◆ Stated problem
Count the lines in the items below that contain the string "shed", with case mattering, and reply with only that number.

◆ Records for the task
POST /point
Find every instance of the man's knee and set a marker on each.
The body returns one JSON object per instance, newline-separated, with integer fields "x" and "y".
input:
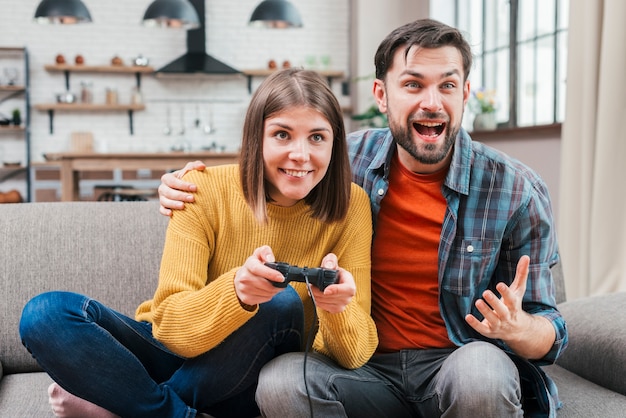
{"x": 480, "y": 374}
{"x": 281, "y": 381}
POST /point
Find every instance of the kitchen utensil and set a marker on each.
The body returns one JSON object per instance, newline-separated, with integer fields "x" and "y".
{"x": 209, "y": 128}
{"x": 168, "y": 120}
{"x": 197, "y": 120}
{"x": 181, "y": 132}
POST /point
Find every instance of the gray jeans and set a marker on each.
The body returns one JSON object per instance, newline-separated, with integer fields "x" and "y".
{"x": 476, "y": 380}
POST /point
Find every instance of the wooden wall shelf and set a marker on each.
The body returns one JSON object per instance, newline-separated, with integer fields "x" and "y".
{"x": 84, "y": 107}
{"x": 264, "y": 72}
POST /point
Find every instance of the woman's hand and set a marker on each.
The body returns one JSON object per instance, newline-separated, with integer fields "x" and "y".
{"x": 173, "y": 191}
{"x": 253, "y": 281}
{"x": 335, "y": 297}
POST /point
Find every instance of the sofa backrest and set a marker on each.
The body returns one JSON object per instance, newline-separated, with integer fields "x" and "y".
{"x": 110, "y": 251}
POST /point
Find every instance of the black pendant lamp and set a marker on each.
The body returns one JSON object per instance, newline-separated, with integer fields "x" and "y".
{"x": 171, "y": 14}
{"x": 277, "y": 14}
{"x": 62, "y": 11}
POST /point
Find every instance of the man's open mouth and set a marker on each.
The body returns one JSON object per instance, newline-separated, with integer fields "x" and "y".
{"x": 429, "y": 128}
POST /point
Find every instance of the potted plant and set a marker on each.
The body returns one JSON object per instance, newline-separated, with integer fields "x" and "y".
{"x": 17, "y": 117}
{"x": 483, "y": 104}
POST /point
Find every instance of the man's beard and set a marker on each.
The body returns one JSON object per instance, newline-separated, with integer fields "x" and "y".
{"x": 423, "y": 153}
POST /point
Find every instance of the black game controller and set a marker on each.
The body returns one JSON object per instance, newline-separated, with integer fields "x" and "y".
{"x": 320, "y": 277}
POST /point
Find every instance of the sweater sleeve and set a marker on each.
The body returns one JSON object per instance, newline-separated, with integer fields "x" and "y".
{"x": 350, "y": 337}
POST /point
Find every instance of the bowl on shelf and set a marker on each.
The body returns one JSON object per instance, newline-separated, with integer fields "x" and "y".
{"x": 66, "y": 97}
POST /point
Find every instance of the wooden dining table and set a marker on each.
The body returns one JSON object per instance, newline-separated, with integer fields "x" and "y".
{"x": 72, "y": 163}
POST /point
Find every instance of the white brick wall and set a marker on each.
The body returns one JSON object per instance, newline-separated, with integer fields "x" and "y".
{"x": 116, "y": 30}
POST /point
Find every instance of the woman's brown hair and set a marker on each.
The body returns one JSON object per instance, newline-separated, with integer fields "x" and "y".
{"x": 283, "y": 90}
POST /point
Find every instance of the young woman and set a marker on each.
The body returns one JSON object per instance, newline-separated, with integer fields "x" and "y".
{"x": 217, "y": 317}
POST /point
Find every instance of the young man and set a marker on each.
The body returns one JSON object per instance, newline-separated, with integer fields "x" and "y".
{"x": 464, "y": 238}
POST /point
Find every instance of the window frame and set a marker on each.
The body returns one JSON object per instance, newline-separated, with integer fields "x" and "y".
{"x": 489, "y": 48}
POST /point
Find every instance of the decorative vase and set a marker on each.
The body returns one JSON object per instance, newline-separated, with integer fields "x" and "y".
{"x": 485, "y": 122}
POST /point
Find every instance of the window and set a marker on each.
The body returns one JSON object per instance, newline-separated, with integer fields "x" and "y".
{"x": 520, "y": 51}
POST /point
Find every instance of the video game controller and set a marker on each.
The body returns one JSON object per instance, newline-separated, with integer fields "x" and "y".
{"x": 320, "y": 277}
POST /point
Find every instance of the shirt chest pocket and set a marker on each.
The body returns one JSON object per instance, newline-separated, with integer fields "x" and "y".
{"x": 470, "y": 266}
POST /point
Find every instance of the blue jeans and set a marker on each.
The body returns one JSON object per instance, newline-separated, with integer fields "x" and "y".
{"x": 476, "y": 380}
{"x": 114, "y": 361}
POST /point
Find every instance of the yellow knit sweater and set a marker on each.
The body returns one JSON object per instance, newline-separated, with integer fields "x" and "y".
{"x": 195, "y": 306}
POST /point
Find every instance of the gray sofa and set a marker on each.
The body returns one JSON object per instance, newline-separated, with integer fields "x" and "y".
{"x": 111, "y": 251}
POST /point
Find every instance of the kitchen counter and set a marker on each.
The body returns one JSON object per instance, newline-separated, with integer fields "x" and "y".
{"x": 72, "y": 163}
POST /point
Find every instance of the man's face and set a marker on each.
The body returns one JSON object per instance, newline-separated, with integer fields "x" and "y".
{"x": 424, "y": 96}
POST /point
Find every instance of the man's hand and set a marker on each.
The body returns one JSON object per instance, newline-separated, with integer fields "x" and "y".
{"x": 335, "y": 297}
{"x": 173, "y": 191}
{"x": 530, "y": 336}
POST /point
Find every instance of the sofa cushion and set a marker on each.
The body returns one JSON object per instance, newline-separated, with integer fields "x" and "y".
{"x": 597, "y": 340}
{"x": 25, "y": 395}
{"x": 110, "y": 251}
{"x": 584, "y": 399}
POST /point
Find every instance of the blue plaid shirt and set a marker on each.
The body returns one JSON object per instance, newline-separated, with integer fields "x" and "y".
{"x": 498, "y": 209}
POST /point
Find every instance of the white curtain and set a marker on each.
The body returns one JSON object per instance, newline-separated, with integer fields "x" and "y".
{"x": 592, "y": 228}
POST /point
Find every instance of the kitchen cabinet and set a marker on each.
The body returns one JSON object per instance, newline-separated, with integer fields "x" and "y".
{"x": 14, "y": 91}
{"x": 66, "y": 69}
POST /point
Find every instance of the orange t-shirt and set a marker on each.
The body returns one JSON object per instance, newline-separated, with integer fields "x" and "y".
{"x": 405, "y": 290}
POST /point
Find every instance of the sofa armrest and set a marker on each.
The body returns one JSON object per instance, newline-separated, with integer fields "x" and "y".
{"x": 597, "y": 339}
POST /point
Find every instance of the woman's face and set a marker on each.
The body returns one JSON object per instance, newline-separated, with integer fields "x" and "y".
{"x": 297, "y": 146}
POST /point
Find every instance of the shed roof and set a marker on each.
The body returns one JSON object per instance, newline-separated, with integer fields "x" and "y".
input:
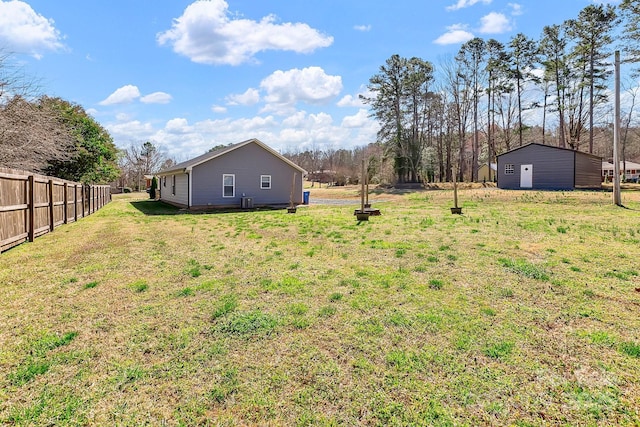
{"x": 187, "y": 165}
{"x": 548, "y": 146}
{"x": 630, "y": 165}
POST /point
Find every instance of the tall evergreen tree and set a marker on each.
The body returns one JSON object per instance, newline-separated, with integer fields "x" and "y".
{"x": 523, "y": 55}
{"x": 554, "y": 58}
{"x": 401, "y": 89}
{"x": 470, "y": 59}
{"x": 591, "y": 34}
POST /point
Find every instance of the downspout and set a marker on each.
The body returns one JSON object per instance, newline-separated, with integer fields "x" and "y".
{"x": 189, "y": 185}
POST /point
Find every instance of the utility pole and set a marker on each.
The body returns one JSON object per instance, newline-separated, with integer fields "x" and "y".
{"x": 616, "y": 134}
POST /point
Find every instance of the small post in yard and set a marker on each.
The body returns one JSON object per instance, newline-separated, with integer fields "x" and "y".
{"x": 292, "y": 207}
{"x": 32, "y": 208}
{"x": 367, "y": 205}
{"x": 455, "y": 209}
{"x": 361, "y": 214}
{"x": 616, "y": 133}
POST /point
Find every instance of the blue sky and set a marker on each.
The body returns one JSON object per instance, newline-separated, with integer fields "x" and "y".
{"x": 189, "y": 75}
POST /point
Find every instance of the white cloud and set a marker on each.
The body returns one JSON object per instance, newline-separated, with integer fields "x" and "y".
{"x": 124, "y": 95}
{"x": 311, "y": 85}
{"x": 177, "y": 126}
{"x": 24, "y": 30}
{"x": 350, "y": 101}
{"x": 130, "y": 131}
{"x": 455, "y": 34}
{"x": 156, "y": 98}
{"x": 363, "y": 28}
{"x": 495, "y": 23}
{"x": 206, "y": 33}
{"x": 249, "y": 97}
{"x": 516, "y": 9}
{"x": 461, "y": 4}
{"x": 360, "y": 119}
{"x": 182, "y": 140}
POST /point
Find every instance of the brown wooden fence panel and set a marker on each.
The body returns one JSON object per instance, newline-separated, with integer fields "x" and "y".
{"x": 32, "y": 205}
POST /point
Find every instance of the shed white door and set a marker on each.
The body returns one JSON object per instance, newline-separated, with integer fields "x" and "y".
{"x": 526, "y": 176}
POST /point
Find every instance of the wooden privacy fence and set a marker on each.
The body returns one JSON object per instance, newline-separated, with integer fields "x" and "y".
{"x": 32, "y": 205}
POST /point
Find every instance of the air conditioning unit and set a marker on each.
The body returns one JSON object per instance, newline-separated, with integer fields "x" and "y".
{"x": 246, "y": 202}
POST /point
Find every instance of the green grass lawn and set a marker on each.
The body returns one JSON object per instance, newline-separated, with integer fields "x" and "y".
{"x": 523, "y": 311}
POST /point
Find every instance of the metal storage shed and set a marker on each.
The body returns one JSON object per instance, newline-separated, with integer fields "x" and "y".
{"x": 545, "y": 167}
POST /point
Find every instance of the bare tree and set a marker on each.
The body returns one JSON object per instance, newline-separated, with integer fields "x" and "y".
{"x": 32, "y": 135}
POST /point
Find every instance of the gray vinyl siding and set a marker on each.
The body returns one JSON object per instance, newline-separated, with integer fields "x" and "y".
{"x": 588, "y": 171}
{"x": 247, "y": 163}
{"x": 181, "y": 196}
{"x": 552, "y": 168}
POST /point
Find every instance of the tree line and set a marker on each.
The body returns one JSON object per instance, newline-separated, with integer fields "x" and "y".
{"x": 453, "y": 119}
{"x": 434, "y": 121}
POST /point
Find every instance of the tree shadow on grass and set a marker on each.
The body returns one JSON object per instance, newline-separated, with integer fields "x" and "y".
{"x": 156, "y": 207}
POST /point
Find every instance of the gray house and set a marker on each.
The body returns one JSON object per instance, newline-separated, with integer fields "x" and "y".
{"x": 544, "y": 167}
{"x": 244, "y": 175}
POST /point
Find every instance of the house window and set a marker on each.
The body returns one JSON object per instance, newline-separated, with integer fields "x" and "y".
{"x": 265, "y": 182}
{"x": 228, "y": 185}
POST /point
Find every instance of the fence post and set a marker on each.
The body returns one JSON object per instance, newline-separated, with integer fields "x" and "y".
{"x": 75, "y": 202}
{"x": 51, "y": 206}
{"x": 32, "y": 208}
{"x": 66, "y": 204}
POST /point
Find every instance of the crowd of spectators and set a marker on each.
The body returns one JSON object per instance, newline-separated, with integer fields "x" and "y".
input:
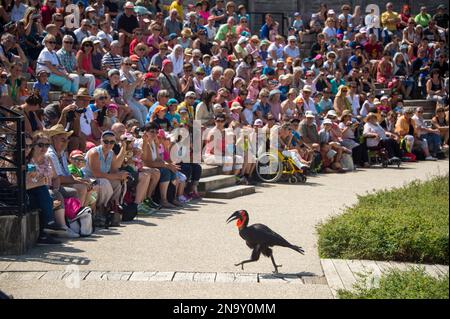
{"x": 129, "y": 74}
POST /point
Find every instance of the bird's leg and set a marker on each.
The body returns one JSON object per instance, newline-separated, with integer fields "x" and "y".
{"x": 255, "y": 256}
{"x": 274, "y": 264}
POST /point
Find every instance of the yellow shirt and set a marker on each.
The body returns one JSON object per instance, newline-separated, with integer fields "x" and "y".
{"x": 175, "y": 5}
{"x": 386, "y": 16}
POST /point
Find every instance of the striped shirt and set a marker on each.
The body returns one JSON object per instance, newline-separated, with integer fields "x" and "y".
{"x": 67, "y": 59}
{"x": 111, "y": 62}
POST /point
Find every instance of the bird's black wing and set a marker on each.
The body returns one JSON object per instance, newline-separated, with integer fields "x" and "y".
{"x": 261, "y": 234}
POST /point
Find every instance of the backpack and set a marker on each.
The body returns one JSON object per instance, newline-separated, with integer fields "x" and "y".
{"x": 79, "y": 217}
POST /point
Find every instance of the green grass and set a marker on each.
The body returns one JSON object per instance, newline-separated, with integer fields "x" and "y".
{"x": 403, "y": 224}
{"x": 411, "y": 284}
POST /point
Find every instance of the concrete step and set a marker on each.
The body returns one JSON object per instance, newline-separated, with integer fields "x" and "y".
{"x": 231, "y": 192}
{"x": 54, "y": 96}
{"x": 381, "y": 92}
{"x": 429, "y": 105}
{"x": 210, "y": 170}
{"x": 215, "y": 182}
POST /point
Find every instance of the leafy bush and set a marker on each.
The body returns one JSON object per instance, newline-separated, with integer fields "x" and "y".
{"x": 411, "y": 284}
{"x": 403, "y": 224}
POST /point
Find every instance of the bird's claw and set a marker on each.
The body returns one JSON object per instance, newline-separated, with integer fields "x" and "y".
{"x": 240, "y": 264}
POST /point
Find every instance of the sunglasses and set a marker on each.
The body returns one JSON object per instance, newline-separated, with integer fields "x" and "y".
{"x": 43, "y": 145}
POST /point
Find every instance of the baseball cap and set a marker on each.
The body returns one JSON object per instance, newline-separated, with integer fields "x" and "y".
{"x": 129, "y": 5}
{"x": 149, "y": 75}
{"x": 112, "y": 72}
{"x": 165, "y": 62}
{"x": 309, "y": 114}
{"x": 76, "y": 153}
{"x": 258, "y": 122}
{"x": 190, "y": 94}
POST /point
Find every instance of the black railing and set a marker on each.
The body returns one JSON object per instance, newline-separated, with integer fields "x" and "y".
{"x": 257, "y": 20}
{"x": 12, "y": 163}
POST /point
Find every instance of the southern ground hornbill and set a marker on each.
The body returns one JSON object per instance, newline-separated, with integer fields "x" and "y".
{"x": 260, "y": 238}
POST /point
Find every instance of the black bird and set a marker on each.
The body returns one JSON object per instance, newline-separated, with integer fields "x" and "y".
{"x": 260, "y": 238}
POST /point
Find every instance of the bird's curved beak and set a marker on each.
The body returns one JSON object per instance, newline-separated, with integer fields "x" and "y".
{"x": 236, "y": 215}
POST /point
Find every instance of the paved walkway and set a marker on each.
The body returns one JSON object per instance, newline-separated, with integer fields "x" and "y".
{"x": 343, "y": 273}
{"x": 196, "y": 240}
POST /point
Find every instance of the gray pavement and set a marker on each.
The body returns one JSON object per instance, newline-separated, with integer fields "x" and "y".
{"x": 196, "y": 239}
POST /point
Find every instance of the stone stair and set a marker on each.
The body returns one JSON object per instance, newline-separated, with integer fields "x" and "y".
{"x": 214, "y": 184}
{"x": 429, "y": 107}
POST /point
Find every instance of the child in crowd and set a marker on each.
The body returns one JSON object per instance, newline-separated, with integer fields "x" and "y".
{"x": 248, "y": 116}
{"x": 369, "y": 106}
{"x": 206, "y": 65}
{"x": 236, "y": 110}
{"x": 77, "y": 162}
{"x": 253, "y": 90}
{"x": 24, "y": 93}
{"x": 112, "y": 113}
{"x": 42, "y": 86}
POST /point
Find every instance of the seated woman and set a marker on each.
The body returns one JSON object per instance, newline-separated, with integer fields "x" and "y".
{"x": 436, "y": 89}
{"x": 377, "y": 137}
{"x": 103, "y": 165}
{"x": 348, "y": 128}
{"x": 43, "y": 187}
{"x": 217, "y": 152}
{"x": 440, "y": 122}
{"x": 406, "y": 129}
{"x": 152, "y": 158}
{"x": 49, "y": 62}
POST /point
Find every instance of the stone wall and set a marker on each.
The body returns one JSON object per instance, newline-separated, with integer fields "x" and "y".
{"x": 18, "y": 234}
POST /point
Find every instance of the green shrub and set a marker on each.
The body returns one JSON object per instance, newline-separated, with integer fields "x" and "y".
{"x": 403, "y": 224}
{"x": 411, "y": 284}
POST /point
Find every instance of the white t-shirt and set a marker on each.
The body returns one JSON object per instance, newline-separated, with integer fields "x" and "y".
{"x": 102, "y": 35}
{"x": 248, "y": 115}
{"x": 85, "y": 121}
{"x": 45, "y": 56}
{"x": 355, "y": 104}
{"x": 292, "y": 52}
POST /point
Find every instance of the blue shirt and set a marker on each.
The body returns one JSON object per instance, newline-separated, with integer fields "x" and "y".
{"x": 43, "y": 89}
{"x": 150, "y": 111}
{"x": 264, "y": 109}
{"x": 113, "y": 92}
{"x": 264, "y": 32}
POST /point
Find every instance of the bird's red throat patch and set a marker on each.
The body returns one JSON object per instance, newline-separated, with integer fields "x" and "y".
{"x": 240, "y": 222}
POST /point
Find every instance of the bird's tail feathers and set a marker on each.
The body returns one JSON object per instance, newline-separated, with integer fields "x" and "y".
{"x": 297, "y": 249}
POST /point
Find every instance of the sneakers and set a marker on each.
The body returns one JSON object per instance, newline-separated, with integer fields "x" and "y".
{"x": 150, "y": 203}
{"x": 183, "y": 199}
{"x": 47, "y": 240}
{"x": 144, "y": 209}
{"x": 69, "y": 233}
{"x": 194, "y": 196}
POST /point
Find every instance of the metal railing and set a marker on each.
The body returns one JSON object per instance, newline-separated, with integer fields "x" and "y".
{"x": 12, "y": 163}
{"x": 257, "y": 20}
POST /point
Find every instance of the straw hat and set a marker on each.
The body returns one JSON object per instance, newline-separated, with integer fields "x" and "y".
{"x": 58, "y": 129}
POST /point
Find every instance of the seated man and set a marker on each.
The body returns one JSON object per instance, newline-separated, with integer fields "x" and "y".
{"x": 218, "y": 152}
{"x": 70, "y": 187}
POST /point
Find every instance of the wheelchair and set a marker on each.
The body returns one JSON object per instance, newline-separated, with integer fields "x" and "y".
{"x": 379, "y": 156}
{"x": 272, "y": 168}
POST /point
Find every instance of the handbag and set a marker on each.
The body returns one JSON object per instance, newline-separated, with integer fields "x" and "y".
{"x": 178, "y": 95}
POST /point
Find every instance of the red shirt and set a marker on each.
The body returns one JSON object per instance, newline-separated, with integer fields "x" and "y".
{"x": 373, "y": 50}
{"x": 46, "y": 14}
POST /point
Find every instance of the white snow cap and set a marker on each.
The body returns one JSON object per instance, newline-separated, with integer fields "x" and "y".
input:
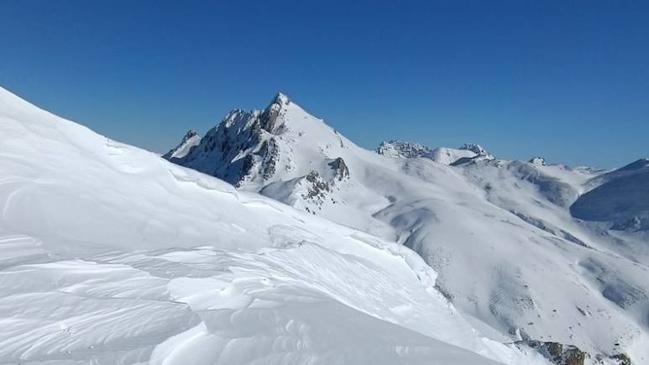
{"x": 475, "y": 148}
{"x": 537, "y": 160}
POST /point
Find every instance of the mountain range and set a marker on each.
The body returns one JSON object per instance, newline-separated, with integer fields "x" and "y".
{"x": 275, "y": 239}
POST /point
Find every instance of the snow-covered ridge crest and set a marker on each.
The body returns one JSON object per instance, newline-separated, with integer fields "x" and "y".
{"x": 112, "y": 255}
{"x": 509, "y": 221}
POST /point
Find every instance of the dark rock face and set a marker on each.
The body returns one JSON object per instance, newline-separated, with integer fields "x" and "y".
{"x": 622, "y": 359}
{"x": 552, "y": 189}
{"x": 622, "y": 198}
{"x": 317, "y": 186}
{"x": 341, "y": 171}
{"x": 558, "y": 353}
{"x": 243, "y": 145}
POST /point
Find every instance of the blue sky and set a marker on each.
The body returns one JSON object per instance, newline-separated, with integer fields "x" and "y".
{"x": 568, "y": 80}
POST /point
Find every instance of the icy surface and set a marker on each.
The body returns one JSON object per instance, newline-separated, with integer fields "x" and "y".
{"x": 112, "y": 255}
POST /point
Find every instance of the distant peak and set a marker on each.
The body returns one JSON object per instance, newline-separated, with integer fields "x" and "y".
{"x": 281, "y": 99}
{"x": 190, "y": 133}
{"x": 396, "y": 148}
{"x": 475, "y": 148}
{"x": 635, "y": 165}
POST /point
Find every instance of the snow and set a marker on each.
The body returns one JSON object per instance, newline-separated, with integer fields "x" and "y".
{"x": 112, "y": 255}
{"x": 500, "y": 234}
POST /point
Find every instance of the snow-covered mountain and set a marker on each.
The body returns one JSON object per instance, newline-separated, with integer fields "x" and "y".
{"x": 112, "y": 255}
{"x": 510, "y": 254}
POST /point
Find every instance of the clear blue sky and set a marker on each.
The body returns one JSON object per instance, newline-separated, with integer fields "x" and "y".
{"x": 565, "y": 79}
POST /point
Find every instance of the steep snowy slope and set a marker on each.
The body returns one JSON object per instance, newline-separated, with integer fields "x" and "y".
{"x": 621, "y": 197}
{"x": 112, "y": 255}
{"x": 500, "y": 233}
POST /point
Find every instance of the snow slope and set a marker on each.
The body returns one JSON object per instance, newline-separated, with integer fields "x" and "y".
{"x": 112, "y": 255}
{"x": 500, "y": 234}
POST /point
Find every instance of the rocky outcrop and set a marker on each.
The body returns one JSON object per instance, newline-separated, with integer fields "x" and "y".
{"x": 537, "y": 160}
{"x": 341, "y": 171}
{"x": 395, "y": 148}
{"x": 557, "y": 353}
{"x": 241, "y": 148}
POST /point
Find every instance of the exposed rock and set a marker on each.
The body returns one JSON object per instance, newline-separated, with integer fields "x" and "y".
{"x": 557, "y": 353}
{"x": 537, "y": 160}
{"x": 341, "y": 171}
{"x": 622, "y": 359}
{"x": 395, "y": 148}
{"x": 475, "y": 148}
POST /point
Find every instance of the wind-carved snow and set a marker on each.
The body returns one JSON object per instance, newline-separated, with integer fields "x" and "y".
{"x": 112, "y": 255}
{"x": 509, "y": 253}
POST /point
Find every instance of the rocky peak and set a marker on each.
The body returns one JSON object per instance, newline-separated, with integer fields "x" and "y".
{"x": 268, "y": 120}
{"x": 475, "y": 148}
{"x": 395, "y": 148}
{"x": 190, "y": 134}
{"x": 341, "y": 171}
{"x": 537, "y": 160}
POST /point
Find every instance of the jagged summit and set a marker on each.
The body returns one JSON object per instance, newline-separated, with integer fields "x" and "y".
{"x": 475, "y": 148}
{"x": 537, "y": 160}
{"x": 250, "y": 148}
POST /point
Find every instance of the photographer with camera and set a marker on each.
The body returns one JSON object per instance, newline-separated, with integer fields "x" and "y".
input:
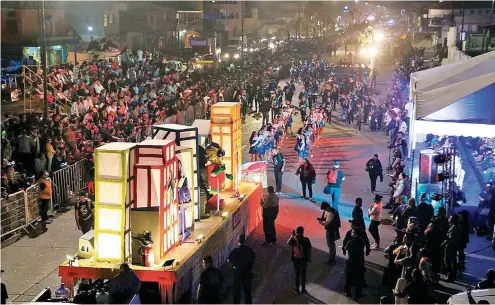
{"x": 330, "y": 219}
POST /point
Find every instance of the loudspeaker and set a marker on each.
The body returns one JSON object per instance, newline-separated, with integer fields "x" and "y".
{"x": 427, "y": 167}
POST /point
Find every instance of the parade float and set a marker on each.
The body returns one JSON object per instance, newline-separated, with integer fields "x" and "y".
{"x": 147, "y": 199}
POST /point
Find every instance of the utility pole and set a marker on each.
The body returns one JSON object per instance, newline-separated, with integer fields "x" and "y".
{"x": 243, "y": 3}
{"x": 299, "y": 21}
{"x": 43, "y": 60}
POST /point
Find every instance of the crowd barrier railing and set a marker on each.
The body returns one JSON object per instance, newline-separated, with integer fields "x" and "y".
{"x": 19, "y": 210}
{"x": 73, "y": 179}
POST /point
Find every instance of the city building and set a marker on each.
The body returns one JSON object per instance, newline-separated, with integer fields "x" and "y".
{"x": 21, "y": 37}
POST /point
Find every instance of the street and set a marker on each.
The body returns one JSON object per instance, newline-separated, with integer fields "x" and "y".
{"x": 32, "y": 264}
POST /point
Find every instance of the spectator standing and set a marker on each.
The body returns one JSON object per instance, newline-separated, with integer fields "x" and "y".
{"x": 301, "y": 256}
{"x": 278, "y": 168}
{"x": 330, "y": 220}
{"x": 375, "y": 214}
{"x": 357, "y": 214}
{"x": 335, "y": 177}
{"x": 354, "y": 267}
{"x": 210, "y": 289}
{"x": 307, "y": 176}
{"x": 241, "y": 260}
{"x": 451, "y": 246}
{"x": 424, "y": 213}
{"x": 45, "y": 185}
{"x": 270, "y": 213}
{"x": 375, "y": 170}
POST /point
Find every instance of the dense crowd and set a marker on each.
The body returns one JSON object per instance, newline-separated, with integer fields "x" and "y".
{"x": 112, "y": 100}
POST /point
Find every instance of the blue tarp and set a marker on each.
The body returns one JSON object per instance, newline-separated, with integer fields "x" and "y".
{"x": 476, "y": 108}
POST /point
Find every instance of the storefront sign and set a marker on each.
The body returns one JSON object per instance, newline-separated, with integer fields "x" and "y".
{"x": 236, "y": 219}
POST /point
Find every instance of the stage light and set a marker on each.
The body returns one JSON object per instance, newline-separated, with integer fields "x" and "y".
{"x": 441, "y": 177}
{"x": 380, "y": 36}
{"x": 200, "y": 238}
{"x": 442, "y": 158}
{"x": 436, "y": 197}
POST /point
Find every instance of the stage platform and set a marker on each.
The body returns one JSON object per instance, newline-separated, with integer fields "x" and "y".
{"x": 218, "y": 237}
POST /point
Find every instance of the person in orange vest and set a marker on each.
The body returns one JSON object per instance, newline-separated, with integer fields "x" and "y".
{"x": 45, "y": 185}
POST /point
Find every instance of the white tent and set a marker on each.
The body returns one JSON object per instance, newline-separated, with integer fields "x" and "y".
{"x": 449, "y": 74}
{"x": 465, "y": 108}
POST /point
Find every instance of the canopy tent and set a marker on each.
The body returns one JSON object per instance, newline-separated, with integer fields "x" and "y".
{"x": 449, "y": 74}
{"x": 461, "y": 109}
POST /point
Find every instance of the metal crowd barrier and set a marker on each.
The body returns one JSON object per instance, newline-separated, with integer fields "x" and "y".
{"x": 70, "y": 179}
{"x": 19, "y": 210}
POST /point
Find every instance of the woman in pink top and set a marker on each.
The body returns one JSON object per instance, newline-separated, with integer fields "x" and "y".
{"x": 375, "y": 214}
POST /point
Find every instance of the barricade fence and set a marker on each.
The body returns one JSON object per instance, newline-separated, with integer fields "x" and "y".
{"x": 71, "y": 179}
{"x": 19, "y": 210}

◆ Answer in full
3